**Activity:** Your answer should consist only of the records, copied exactly, with the images removed.

**Items from a data source:**

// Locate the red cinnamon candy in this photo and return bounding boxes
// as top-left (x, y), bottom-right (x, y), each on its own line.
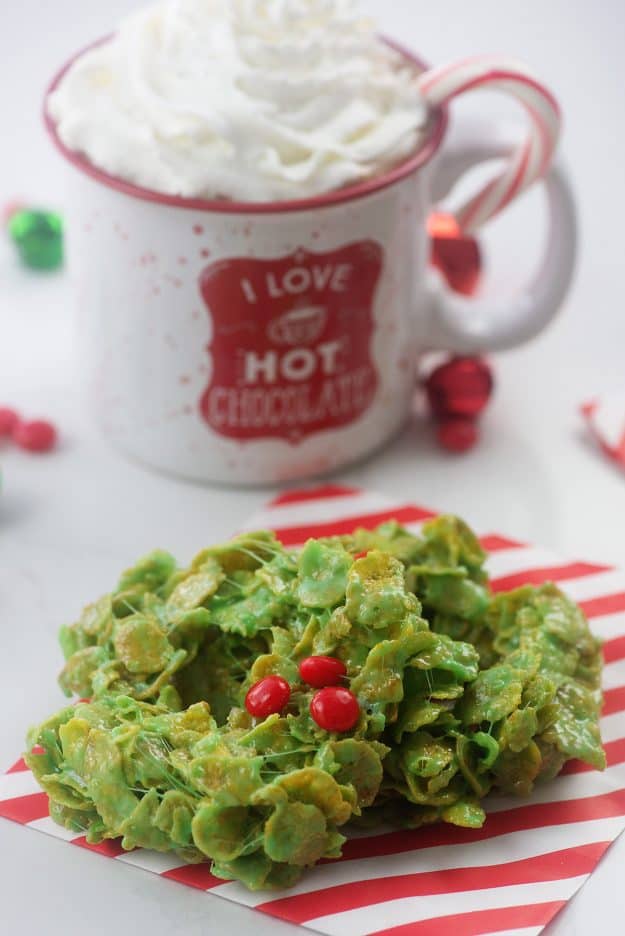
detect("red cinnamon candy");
top-left (245, 676), bottom-right (291, 719)
top-left (299, 656), bottom-right (347, 689)
top-left (310, 687), bottom-right (360, 733)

**Completed exercise:**
// Locate the red cinnamon candy in this photo and return bounding boxes
// as top-left (x, y), bottom-right (x, y), each on its own line.
detect("red cinnamon candy");
top-left (245, 676), bottom-right (291, 719)
top-left (299, 656), bottom-right (347, 689)
top-left (310, 687), bottom-right (360, 733)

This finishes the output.